## Object point labels
☆ ☆ ☆ ☆
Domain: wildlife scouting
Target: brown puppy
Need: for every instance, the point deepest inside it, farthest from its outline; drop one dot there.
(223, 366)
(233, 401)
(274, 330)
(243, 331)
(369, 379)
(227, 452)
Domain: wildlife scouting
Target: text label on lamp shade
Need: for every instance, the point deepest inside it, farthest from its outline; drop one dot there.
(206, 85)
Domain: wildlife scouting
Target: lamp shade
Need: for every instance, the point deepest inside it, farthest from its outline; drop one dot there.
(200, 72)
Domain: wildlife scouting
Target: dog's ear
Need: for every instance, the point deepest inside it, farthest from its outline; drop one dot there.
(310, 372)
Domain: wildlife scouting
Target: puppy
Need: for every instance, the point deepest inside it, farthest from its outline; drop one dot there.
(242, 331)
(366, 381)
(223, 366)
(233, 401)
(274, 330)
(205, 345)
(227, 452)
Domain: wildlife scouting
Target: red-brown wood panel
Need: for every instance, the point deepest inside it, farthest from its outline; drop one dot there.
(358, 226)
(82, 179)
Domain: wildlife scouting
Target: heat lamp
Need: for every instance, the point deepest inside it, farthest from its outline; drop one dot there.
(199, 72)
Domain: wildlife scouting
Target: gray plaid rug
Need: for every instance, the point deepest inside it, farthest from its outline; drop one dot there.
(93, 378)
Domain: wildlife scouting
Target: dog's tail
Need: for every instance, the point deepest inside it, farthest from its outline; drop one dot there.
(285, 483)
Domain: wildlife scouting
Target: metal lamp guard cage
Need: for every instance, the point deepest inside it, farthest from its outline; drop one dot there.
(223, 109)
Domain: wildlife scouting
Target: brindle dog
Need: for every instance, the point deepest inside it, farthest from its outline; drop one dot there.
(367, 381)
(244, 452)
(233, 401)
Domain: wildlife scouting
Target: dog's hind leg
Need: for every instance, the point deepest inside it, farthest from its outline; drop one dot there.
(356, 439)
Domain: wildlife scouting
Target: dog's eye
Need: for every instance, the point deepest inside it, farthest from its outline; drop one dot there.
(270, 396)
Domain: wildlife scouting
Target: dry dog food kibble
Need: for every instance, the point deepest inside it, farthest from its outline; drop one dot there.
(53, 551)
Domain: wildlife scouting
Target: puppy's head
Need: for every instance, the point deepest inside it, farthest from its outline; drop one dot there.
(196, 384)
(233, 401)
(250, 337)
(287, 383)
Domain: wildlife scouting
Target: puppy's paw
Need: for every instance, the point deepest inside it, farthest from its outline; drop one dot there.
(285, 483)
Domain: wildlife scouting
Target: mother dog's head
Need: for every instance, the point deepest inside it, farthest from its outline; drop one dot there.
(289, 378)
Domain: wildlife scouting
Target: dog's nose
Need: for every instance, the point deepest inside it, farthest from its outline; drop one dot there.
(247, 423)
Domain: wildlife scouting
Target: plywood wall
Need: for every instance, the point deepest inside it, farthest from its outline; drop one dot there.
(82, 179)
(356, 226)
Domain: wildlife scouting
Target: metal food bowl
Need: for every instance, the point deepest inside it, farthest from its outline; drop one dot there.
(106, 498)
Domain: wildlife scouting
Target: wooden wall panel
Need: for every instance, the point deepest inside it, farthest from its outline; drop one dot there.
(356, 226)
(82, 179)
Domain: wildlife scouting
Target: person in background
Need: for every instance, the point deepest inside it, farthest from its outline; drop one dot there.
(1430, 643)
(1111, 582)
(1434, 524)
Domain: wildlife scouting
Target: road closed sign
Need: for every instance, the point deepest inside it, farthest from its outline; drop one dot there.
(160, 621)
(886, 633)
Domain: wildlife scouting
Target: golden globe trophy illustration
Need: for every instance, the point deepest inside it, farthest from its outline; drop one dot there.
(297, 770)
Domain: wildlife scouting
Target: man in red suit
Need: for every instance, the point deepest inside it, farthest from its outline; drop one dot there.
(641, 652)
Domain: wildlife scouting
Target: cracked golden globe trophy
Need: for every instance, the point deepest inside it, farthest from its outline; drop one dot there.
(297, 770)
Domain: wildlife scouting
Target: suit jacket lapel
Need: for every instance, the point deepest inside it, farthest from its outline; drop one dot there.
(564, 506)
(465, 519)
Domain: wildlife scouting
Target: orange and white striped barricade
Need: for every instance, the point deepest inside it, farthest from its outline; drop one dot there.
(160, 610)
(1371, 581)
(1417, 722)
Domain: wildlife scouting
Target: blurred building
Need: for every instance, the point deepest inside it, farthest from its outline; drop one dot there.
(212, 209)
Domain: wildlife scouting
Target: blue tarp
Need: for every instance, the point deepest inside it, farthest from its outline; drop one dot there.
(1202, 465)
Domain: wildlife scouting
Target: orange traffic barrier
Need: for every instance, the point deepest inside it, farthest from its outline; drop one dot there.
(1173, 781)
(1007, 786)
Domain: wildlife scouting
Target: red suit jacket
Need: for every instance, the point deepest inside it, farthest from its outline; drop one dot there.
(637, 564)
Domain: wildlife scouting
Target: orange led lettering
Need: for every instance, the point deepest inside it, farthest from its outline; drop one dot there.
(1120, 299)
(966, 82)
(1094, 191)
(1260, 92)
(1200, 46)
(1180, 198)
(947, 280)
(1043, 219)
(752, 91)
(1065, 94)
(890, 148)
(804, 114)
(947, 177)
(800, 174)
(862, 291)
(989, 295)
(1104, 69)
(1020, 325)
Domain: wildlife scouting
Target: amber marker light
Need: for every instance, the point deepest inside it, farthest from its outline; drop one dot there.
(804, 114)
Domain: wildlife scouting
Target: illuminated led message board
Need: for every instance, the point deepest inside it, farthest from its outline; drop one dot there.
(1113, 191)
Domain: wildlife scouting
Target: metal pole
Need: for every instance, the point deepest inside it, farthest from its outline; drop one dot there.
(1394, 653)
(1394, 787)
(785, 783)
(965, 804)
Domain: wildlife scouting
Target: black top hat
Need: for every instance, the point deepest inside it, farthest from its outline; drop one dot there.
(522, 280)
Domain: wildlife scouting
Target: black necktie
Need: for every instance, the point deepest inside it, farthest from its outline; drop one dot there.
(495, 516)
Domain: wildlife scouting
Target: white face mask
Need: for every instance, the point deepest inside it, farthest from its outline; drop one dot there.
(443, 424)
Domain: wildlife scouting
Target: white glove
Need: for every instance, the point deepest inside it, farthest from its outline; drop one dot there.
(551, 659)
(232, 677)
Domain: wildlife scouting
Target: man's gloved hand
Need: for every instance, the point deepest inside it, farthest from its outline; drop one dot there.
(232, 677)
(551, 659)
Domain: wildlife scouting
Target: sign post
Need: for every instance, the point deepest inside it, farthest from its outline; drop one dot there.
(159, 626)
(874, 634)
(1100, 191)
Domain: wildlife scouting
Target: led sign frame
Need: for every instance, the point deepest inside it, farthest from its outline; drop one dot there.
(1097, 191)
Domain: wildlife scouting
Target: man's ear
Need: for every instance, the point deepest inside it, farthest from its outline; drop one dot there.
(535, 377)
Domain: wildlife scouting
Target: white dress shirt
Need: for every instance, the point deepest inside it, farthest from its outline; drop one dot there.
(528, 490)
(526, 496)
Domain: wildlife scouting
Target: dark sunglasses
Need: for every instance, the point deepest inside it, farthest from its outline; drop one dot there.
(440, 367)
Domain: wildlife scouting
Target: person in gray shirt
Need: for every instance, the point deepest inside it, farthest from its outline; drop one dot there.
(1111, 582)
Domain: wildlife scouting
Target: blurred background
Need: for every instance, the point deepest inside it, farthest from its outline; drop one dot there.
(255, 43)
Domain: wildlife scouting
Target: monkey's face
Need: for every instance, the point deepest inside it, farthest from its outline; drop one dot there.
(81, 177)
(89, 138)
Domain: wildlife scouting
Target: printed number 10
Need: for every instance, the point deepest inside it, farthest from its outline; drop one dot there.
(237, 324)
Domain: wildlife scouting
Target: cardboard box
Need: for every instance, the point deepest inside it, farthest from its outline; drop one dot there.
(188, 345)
☆ ☆ ☆ ☆
## Short task
Count the lines above that contain the word "food" and give only that number.

## Task answer
2